> _Quoted passage_
EWM: What issues arise from “mushy” feet, in terms of hoof function and the horse’s performance?
JJ: The horse is probably going to have hypersensitivity issues if circulation is impaired, if hoof dressings or other substances are painted on the hoof to obstruct perspiration, or he is kept in mud or “muck” most of the time and then taken out to ride on hard ground before the hooves can dry and harden off. As likely, and assuming this is the way he is kept, he will begin to develop capsule weakness and opportunistic fungal/bacterial infections (thrush), especially if his diet is triggering laminitis due to proteolysis.
EWM: What causes this problem – diet, environment and/or trimming?
JJ: All of these are causes. So is shoeing, which adversely impacts hoof structure and circulation.
EWM: How do you recommend riders deal with soft hooves, both short term and long term?
JJ: When it comes to soft hooves, prevention is probably the best way to go. Providing dry turnout 24/7 in an area large enough for the horse to move freely and run with other horses is ideal. If your climate makes this difficult to impossible, use Paddock Paradise and its tracking and pathing system to get the horse to hard ground. People are doing this all over the world — especially in wet climates — so there is no doubt it is possible. Remember though, it’s okay for horses to stand in water/mud part of the time. In the wild, they tromp around in it for weeks at a time, and during every day when they drink water and bathe. The horse’s foot is adapted to this, so it’s okay. What is not okay is if the horse lives in mud or muck most of the time.
If your horse has soft hooves temporarily due to weather, use boots and you can ride anywhere. My trimming recommendations (based on the wild horse model) will spare your horse any sensitivity issues since it is safe, proven and non-invasive 100% of the time.
This leaves diet, and this is a big issue. I am now convinced that upwards of 75% of hoof sensitivity issues are due to diet-based laminitis. I believe that horses as a species are biologically insulin resistant (IR) and must not be fed non-structured carbohydrate diets of any kind. Unnatural boarding (e.g. fructan- rich, green grass pastures) is a huge part of the diet-based problem too.
Invasive or unnatural trimming is another big problem, I hate to say, and a lot of poorly trained and confused people — albeit some quite well known — are contributing to the problem among barefooters. Unless the trimmer is using a wild horse-based model, I would decline the service and look elsewhere. If your horse is coming up with “mushy” or sore feet after the trim, get someone else who knows what they are doing. (And of course, if the hoof wall is thinned, weakened or trimmed away completely — frequently seen at the toe by some barefoot methods — that will cause soft hooves and a host of other issues!)
EWM: Are the commercial hoof dressings said to harden hooves any good?
JJ: My advice is to avoid every hoof dressing known to man, regardless of its purpose or the manufacturer’s claim. Nutrition and moisture are delivered properly through diet and responsible hoof care. That also means no shoes and no invasive trimming that leaves the hoof sore. If you put something on the hoof other than mud or water “to help it”, there will be problems as I’ve described above. Go with nature, and your horses will do just fine! Nutrition and moisture are delivered properly through diet and responsible hoof care.

> _Information shown_
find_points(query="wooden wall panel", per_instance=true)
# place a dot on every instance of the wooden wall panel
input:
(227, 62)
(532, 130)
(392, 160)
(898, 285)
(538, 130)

> _Tasks for this exercise_
(A) In the interview on soft hooves, how much of hoof sensitivity does JJ believe is due to diet-based laminitis?
(B) Summarize the interview on soft hooves in two sentences.
You won't need the lines for this.

> _Results by task_
(A) Upwards of 75%.

(B) Soft or "mushy" hooves are caused by diet, environment, trimming, and shoeing, and they can lead to sensitivity, capsule weakness, and infections such as thrush. JJ advises preventing them with dry turnout or Paddock Paradise, boots for temporary softness, wild horse-based trimming, no non-structured carbohydrate diets, and no hoof dressings or shoes.